> [Goal] List each line of the rows below that contains the string "surface", copying every such line in full.

Extracted rows
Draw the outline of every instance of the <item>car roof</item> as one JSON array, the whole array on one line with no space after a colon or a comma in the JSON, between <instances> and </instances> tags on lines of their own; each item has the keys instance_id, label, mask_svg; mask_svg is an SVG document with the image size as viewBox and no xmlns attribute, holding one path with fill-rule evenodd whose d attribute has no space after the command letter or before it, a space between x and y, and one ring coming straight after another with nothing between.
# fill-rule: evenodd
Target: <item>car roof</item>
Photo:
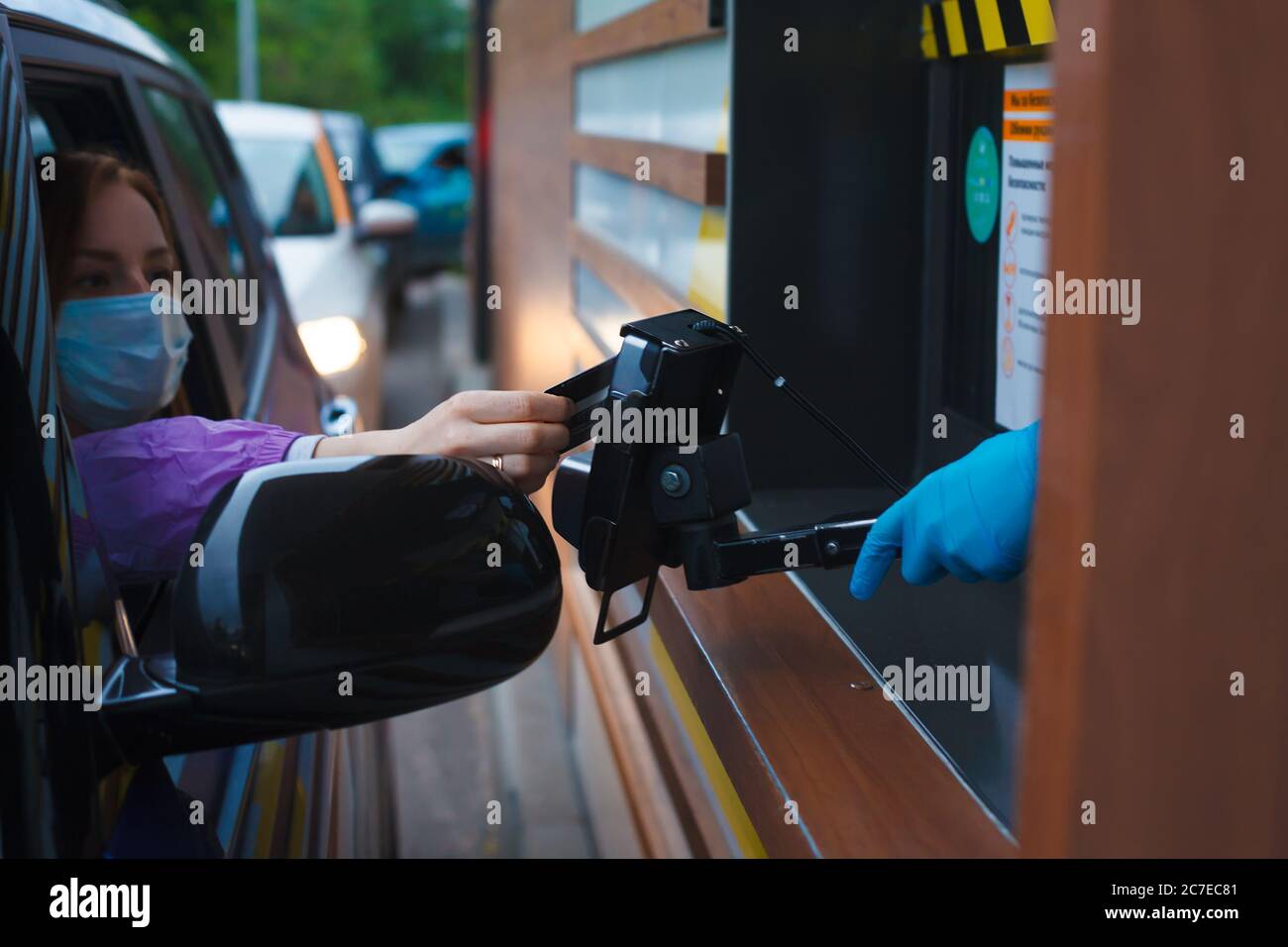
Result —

* * *

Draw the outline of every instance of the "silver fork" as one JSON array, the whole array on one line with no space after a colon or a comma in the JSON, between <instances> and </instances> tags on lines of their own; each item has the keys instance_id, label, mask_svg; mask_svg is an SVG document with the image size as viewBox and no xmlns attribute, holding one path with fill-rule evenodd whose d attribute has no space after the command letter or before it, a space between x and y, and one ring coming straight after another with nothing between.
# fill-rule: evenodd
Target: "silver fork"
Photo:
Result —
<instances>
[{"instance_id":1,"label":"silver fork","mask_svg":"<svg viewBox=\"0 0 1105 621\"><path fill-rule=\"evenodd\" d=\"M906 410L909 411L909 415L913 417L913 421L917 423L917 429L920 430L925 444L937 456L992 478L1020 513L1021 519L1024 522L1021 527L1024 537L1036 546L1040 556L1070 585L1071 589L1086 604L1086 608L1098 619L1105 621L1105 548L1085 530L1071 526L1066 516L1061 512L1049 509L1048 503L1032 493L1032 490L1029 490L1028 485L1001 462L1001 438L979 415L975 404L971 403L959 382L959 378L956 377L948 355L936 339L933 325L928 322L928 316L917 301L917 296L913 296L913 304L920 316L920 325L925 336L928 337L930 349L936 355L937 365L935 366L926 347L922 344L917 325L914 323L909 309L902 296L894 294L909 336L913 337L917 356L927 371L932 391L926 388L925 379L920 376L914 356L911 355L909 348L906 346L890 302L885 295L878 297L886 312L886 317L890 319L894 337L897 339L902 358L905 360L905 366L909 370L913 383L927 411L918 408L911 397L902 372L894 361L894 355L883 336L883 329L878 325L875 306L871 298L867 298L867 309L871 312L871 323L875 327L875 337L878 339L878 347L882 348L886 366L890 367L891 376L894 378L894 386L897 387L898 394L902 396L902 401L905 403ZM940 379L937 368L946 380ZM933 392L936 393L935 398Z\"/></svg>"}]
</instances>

---

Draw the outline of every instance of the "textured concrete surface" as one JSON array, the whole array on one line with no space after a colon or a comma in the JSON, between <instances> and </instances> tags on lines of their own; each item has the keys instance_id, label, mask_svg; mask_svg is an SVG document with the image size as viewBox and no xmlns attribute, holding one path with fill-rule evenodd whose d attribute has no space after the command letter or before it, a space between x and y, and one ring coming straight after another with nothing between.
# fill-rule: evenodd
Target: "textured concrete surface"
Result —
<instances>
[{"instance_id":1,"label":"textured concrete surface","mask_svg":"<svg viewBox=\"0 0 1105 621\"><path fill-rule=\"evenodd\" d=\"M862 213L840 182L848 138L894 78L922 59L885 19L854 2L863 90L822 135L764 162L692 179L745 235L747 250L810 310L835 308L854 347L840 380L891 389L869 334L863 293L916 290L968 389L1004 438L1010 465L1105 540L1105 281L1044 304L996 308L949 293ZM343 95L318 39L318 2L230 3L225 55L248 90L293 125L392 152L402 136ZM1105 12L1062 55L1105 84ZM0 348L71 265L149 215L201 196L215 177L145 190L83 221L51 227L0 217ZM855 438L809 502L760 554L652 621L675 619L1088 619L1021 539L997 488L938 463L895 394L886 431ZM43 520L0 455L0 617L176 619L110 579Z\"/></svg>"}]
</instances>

> [Exercise output]
Draw the outline of every instance of the "textured concrete surface" as one JSON array, the whole array on one line with no space after a colon or a comma in the JSON, between <instances> and </instances> tags on lines of their own; each item has the keys instance_id, label, mask_svg; mask_svg is an SVG document with the image size as viewBox and no xmlns attribute, holding one path with fill-rule evenodd whose d attribute has no space after the command letter or before it, a space between x and y, and one ring coming straight after another with nothing between.
Target: "textured concrete surface"
[{"instance_id":1,"label":"textured concrete surface","mask_svg":"<svg viewBox=\"0 0 1105 621\"><path fill-rule=\"evenodd\" d=\"M862 213L840 182L848 138L894 78L922 59L885 19L854 2L863 90L822 135L764 162L692 179L745 235L747 250L810 310L835 308L854 347L840 380L891 389L869 334L863 293L916 290L968 389L1004 438L1010 465L1105 540L1105 281L1044 304L996 308L949 293ZM343 95L318 39L318 2L230 3L225 55L248 90L293 125L392 152L402 136ZM1105 12L1062 55L1105 84ZM0 348L71 265L149 215L201 196L215 177L145 190L83 221L51 227L0 217ZM855 438L809 502L760 554L652 621L675 619L1088 619L1021 539L997 488L938 463L895 394L886 431ZM43 520L0 455L0 617L176 619L110 579Z\"/></svg>"}]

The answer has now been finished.